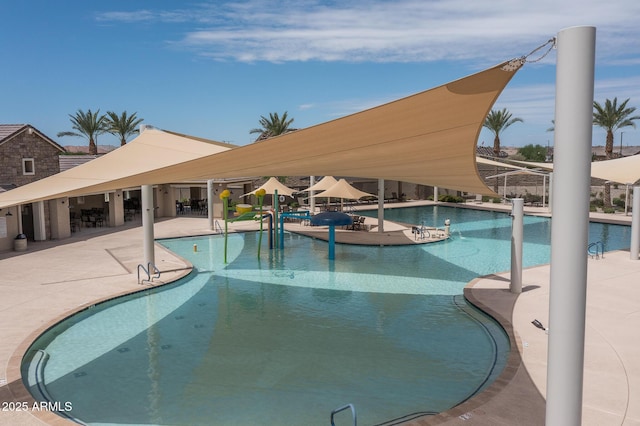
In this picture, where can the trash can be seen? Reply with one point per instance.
(20, 243)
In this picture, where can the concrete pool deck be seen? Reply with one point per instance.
(53, 278)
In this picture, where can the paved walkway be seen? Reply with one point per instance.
(54, 278)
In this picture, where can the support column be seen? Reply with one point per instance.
(312, 196)
(569, 233)
(147, 224)
(635, 224)
(517, 233)
(210, 203)
(39, 227)
(380, 205)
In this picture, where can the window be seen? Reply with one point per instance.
(28, 167)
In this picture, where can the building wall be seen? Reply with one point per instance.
(27, 145)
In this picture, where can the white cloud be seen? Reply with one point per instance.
(383, 31)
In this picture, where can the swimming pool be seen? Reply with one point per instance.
(292, 336)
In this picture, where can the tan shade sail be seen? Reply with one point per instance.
(271, 186)
(624, 170)
(342, 189)
(151, 150)
(428, 138)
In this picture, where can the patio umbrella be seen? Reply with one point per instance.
(326, 183)
(271, 186)
(331, 219)
(343, 190)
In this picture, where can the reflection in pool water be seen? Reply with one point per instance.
(292, 336)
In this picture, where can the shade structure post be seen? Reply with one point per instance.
(517, 232)
(635, 224)
(569, 233)
(146, 192)
(276, 207)
(380, 205)
(210, 204)
(332, 242)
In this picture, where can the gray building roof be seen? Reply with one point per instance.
(9, 131)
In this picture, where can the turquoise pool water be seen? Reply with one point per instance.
(287, 338)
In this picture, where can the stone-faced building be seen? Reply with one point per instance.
(26, 155)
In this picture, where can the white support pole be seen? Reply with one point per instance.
(626, 200)
(635, 224)
(517, 234)
(39, 226)
(380, 205)
(550, 199)
(210, 203)
(147, 224)
(569, 233)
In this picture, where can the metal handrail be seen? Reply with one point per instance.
(353, 412)
(148, 271)
(596, 250)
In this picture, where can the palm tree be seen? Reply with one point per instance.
(273, 126)
(497, 122)
(88, 125)
(612, 117)
(122, 126)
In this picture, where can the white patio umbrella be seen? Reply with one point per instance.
(271, 186)
(326, 183)
(343, 190)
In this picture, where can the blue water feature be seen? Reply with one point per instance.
(288, 337)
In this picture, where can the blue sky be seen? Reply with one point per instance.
(212, 68)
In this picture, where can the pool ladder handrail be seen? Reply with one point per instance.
(421, 230)
(596, 250)
(353, 412)
(148, 271)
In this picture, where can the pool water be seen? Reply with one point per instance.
(287, 338)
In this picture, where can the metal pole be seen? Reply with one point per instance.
(626, 200)
(569, 233)
(635, 224)
(210, 203)
(147, 224)
(312, 195)
(550, 199)
(517, 232)
(380, 205)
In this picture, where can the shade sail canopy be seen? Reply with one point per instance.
(428, 138)
(151, 150)
(624, 170)
(271, 186)
(326, 183)
(342, 189)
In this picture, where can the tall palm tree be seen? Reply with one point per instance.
(273, 126)
(122, 126)
(612, 117)
(88, 125)
(497, 122)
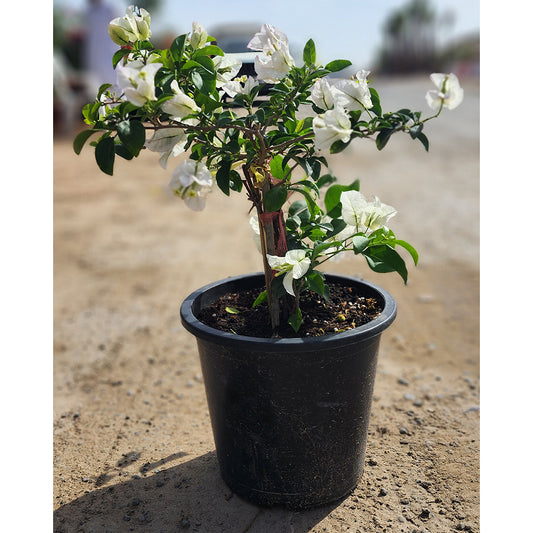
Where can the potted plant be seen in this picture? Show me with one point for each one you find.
(288, 355)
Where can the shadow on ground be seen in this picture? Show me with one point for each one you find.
(188, 497)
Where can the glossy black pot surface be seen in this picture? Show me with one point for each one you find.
(290, 416)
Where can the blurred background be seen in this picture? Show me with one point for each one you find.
(390, 37)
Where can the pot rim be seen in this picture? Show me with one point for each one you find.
(200, 330)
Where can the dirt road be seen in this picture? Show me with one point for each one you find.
(133, 449)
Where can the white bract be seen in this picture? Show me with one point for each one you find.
(353, 94)
(198, 36)
(275, 62)
(180, 105)
(138, 84)
(227, 67)
(449, 94)
(323, 94)
(363, 215)
(333, 125)
(192, 181)
(130, 28)
(242, 85)
(294, 265)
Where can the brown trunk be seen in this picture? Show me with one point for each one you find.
(273, 242)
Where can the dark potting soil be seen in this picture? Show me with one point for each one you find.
(346, 309)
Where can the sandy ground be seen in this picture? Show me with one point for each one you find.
(133, 449)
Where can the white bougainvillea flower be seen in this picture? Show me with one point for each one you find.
(268, 39)
(169, 142)
(242, 85)
(227, 67)
(294, 265)
(449, 92)
(192, 181)
(273, 67)
(353, 94)
(131, 27)
(324, 95)
(180, 105)
(275, 62)
(363, 215)
(142, 58)
(198, 36)
(138, 84)
(331, 126)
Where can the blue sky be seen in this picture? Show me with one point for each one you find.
(350, 29)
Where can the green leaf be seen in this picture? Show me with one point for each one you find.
(360, 242)
(309, 54)
(105, 155)
(338, 146)
(275, 198)
(235, 181)
(223, 177)
(382, 258)
(337, 65)
(132, 134)
(333, 197)
(278, 169)
(295, 320)
(260, 299)
(81, 139)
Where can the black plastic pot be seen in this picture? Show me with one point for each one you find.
(289, 416)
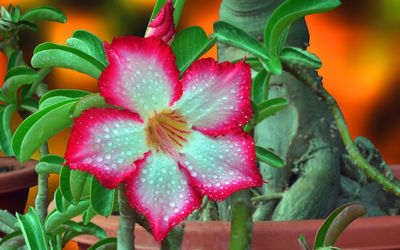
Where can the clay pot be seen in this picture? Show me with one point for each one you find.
(364, 233)
(15, 184)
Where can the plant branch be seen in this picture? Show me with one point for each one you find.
(242, 221)
(127, 219)
(354, 153)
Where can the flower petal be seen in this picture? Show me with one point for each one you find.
(216, 97)
(160, 191)
(221, 166)
(141, 75)
(106, 142)
(163, 25)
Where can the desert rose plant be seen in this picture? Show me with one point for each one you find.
(169, 136)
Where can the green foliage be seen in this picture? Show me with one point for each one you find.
(189, 45)
(300, 57)
(268, 156)
(6, 113)
(289, 12)
(14, 79)
(88, 43)
(101, 198)
(178, 5)
(54, 55)
(32, 230)
(336, 222)
(232, 35)
(47, 13)
(39, 127)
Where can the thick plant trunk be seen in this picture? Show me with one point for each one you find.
(302, 134)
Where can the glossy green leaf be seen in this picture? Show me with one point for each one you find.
(58, 200)
(8, 219)
(54, 55)
(293, 55)
(101, 198)
(14, 79)
(289, 12)
(6, 114)
(259, 88)
(14, 59)
(268, 156)
(12, 241)
(91, 229)
(88, 43)
(77, 181)
(232, 35)
(39, 127)
(32, 230)
(87, 102)
(88, 215)
(69, 93)
(270, 107)
(336, 223)
(189, 45)
(178, 6)
(56, 218)
(65, 184)
(49, 164)
(106, 244)
(44, 13)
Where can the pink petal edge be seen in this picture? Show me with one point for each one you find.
(162, 26)
(225, 73)
(111, 82)
(81, 138)
(159, 231)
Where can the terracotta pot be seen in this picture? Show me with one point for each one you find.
(14, 185)
(377, 233)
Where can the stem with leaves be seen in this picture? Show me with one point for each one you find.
(351, 147)
(127, 221)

- - - - -

- _WORK INSTRUCTIONS_
Retype every entry word for word, but do not carry over the pictures.

- _REPLY_
In this picture, where can the trash can be seen? Reply with one point per instance.
(20, 243)
In this picture, where can the concrete pool deck be seen? Reply with one point per instance.
(53, 278)
In this picture, where can the paved walkway be seen? Reply with one point per instance.
(54, 278)
In this picture, where can the support column be seen? Reply with one point per instance.
(312, 196)
(569, 233)
(147, 224)
(635, 224)
(517, 233)
(210, 203)
(39, 227)
(380, 205)
In this picture, where can the window be seen? Reply with one point per instance.
(28, 167)
In this picture, where can the building wall be seen? Reply with one point per instance.
(27, 145)
In this picture, where can the white cloud be seen? Reply with one point per instance.
(383, 31)
In this picture, where can the swimming pool be seen? Reply with one point per instance.
(292, 336)
In this picture, where can the tan shade sail be seen? Reply with one point per instance.
(271, 186)
(624, 170)
(342, 189)
(151, 150)
(428, 138)
In this picture, where can the patio umbrella be seen? Reply with one point per instance.
(326, 183)
(271, 186)
(331, 219)
(343, 190)
In this picture, where can the reflection in pool water be seen? Reply with one point per instance.
(292, 336)
In this picture, where can the shade structure post be seen? Reply with one point per instance.
(517, 232)
(635, 224)
(569, 233)
(146, 192)
(276, 207)
(380, 205)
(210, 204)
(332, 242)
In this picture, where can the gray building roof be seen? Reply with one point per instance.
(9, 131)
In this picture, where can the turquoise pool water be seen? Reply with one point per instance.
(287, 338)
In this picture, where can the stone-faced building be seen? Reply with one point per instance.
(26, 155)
In this picture, where can the white support pole be seen? Reply with one point per instance.
(626, 200)
(635, 224)
(517, 234)
(39, 226)
(380, 205)
(550, 199)
(210, 203)
(147, 224)
(569, 233)
In this picture, where can the metal handrail be seen? Reply with one point per instance.
(353, 412)
(148, 271)
(596, 250)
In this picture, where can the palm tree be seen? Reply with one point per instance.
(273, 126)
(497, 122)
(88, 125)
(612, 117)
(122, 126)
In this picture, where can the white patio umbrella be seen? Reply with one point per instance.
(271, 186)
(326, 183)
(343, 190)
In this picture, where can the blue water feature be seen? Reply with one point per instance.
(288, 337)
In this picture, where can the blue sky be seen? Reply with one point per instance.
(212, 68)
In this picture, where can the pool ladder handrail be seen? Reply with one point per instance.
(421, 230)
(596, 250)
(353, 412)
(148, 271)
In this picture, where can the pool water be seen? Reply with one point per instance.
(287, 338)
In this picture, where can the metal pole be seen? Reply with one point per instance.
(626, 200)
(569, 233)
(635, 224)
(210, 203)
(147, 224)
(312, 195)
(550, 199)
(517, 232)
(380, 205)
In this picture, where can the shade sail canopy be seen? Reply with one point per instance.
(428, 138)
(151, 150)
(624, 170)
(271, 186)
(326, 183)
(342, 189)
In this picture, where can the tall palm tree be seen? Reply with one point per instance.
(273, 126)
(122, 126)
(612, 117)
(88, 125)
(497, 122)
Where can the potted plant be seen in this picture? Show me with one point for each one you find.
(288, 355)
Where can the shadow on ground be seen in this picture? Show me with one point for each one you find.
(188, 497)
Where can the glossy black pot surface be seen in this picture? Show me with one point for each one you find.
(290, 416)
Where can the blurred background be seen in this picture? Show me with one point for each one you find.
(390, 37)
Where can the pot rim be seen in this picture? Show me with one point for each one you find.
(200, 330)
Where can the dirt road be seen in this picture? Show me with one point for each one you find.
(133, 449)
Where can the white bract be seen in this picture? Show me with one point for each one you find.
(353, 94)
(198, 36)
(275, 62)
(180, 105)
(138, 84)
(227, 67)
(449, 94)
(323, 94)
(363, 215)
(333, 125)
(192, 181)
(130, 28)
(242, 85)
(294, 265)
Where can the brown trunk be seen in this picture? Show me with one point for each one you find.
(273, 242)
Where can the dark potting soil be seen in this picture? Show me with one point for each one you find.
(346, 309)
Where can the sandy ground be seen in this picture? Show me with one point for each one you find.
(133, 449)
Where can the white bougainvillea flower be seen in this picture? Show me with one point for each one you find.
(268, 39)
(169, 142)
(242, 85)
(227, 67)
(294, 265)
(449, 92)
(192, 181)
(273, 67)
(353, 94)
(131, 27)
(324, 95)
(180, 105)
(275, 62)
(363, 215)
(142, 58)
(198, 36)
(138, 84)
(331, 126)
Where can the blue sky be seen in this picture? Show me with one point for each one you find.
(350, 29)
Where can the green leaf be seen in this picture? Show me with one point for each one you find.
(360, 242)
(309, 54)
(105, 155)
(338, 146)
(275, 198)
(235, 181)
(223, 177)
(382, 258)
(337, 65)
(132, 134)
(333, 197)
(278, 169)
(295, 320)
(260, 299)
(81, 139)
Where can the black plastic pot be seen in this picture? Show me with one point for each one you find.
(289, 416)
Where can the clay pot be seen in this picture? Show me with one point for each one you find.
(364, 233)
(15, 184)
Where can the plant branch be seen in this picture? Show me with one point for each one you find.
(242, 221)
(127, 219)
(354, 153)
Where can the flower petal be seen in this picture? Show me with one point for each one you find.
(216, 97)
(160, 191)
(221, 166)
(141, 75)
(106, 142)
(163, 25)
Where can the desert rose plant be seen in this picture? Show me with one point for each one you find.
(169, 136)
Where can the green foliage be seen in this picture? Show me with one point for each one you find.
(189, 45)
(300, 57)
(268, 156)
(6, 113)
(289, 12)
(14, 79)
(88, 43)
(101, 198)
(178, 5)
(54, 55)
(32, 230)
(336, 222)
(232, 35)
(47, 13)
(39, 127)
Where can the thick plant trunk be seen in this picture? Show me with one point for each one you find.
(302, 134)
Where can the glossy green leaf be seen in this picture? Show me with one point for each one you find.
(58, 200)
(8, 219)
(54, 55)
(293, 55)
(101, 198)
(14, 79)
(289, 12)
(6, 114)
(259, 88)
(14, 59)
(268, 156)
(12, 241)
(91, 229)
(88, 43)
(77, 181)
(232, 35)
(39, 127)
(32, 230)
(87, 102)
(88, 215)
(69, 93)
(270, 107)
(336, 223)
(189, 45)
(178, 6)
(56, 218)
(65, 184)
(49, 164)
(106, 244)
(44, 13)
Where can the pink petal edge be seen in this picture? Show me with one point for each one you find.
(162, 26)
(225, 73)
(111, 82)
(81, 138)
(159, 231)
Where can the terracotta pot be seen in this picture? Show me with one point for each one you find.
(14, 185)
(377, 233)
Where can the stem with leaves be seen in this picture? Show me with one point for each one you find.
(351, 147)
(127, 221)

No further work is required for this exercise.